__What is asked__
Count how many lines in the listing below contain the string "collar". Reply with only that number.

Object position labeling entries:

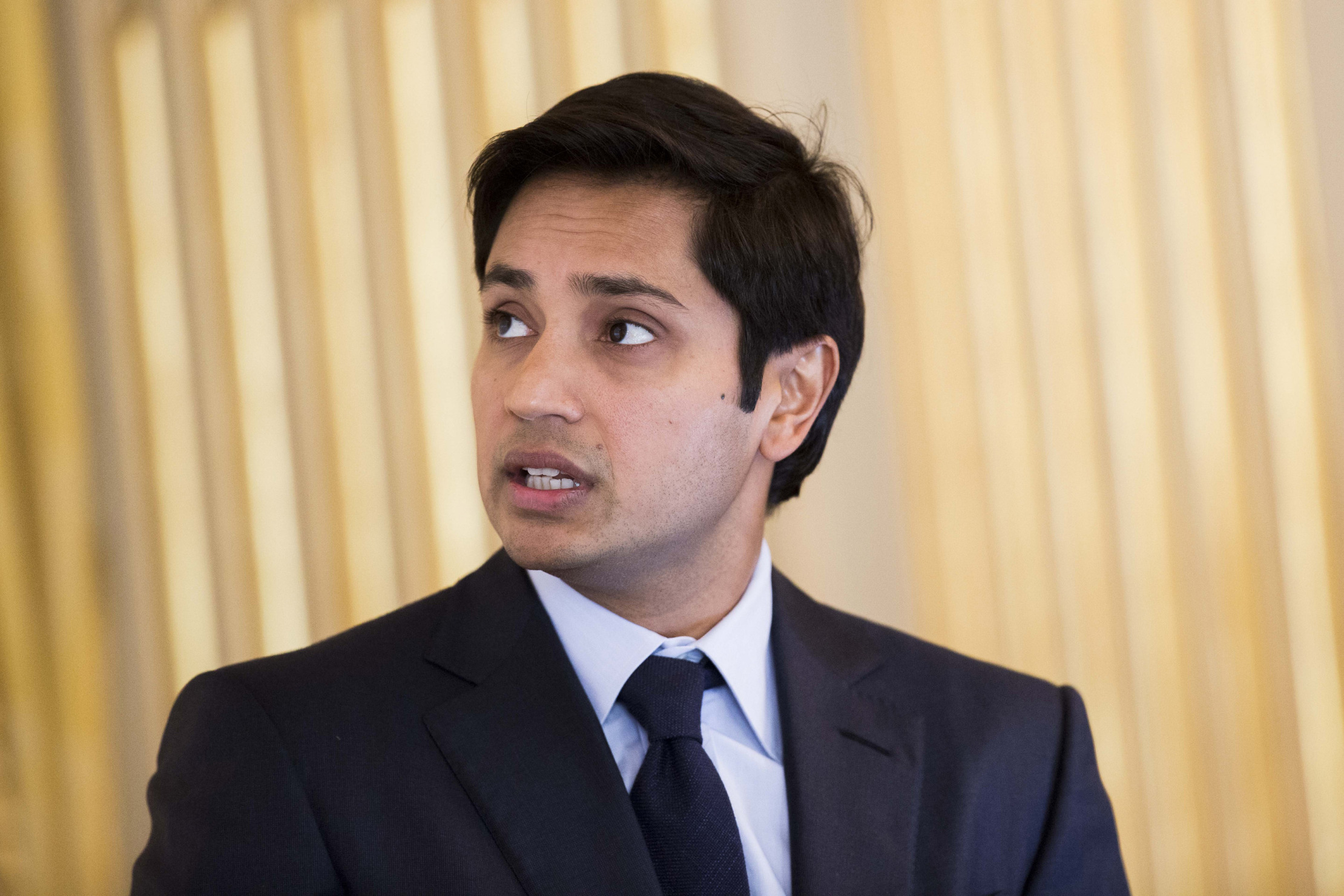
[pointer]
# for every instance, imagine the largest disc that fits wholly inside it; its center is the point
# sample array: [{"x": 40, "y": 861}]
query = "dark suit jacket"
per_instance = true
[{"x": 449, "y": 749}]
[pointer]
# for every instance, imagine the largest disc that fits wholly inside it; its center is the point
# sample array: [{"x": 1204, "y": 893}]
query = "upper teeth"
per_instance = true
[{"x": 546, "y": 479}]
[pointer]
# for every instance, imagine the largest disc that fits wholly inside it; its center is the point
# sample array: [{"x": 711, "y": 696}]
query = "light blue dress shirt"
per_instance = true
[{"x": 740, "y": 723}]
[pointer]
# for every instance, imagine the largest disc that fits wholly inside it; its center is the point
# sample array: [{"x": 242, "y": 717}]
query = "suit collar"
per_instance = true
[
  {"x": 852, "y": 761},
  {"x": 527, "y": 747}
]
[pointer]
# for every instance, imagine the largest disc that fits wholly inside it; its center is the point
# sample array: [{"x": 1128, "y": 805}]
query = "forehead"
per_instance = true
[{"x": 573, "y": 219}]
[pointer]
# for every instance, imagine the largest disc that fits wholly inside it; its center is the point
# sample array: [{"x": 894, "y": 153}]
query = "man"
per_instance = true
[{"x": 628, "y": 699}]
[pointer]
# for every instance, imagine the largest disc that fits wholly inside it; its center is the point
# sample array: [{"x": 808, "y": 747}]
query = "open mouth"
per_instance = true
[{"x": 546, "y": 479}]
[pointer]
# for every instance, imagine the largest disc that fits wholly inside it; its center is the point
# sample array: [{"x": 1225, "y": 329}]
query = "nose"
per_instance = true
[{"x": 543, "y": 384}]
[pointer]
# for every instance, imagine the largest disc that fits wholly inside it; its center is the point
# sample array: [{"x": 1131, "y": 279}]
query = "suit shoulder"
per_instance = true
[
  {"x": 944, "y": 683},
  {"x": 389, "y": 645}
]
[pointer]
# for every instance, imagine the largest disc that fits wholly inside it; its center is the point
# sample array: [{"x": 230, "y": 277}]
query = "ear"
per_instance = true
[{"x": 803, "y": 379}]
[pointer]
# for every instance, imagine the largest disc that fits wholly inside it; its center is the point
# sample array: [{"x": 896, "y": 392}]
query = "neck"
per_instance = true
[{"x": 682, "y": 588}]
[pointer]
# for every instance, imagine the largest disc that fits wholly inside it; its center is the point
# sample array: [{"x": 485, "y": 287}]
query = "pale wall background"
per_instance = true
[{"x": 1097, "y": 433}]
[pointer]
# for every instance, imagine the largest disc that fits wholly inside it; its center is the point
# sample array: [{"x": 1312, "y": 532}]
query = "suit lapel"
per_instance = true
[
  {"x": 527, "y": 747},
  {"x": 852, "y": 762}
]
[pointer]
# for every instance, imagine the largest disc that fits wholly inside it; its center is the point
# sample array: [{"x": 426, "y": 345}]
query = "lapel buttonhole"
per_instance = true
[{"x": 863, "y": 740}]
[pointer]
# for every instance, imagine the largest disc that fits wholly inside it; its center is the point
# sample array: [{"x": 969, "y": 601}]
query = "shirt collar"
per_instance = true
[{"x": 605, "y": 648}]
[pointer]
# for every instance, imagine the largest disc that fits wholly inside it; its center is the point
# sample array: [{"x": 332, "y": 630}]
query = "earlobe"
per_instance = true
[{"x": 805, "y": 374}]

__The reply__
2